Task requirements: Each line from the one containing "of the green" to the final line of the listing below must be transcribed exactly; all others are left out.

● ● ● ● ● ● ●

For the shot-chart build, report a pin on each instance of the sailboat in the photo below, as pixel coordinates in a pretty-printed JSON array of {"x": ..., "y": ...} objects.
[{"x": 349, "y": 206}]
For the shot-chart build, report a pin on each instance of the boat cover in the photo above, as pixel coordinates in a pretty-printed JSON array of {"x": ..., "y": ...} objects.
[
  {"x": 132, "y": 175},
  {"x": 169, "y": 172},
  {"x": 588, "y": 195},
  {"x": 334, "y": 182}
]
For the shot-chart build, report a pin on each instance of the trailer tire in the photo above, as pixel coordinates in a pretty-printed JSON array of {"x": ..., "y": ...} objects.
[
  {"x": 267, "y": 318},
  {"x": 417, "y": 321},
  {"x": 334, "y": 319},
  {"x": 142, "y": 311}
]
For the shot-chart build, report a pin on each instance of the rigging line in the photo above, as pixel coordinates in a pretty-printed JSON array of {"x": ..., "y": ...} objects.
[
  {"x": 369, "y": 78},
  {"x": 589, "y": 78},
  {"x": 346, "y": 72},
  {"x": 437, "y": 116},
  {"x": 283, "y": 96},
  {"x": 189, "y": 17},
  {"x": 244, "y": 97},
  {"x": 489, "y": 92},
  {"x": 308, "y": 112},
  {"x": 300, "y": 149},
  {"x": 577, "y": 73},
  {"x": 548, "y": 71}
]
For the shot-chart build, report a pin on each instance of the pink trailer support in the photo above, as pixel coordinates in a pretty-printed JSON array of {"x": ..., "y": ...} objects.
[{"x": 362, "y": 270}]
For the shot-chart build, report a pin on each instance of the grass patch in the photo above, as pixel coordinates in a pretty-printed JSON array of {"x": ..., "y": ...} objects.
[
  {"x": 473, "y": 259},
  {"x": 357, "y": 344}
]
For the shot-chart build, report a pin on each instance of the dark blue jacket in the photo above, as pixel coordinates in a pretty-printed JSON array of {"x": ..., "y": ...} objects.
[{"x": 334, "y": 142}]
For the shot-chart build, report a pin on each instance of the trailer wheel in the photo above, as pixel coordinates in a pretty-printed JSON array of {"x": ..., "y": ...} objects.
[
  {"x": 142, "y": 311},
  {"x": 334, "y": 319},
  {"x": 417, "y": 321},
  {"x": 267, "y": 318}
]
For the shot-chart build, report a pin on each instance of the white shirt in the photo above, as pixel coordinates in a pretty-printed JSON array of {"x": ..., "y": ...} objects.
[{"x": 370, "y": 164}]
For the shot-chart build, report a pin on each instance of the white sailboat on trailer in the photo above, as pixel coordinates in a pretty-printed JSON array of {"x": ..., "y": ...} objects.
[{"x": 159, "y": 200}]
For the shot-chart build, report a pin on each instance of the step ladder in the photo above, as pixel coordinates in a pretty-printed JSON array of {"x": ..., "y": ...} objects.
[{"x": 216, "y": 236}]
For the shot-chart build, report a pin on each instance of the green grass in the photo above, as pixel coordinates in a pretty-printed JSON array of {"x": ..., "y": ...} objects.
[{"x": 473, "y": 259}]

● ● ● ● ● ● ●

Solution for this task:
For the shot-chart build, report a pin on each instance of the green grass in the photo above, as pixel coordinates in a pretty-printed JSON array of {"x": ..., "y": ...} objects.
[{"x": 473, "y": 259}]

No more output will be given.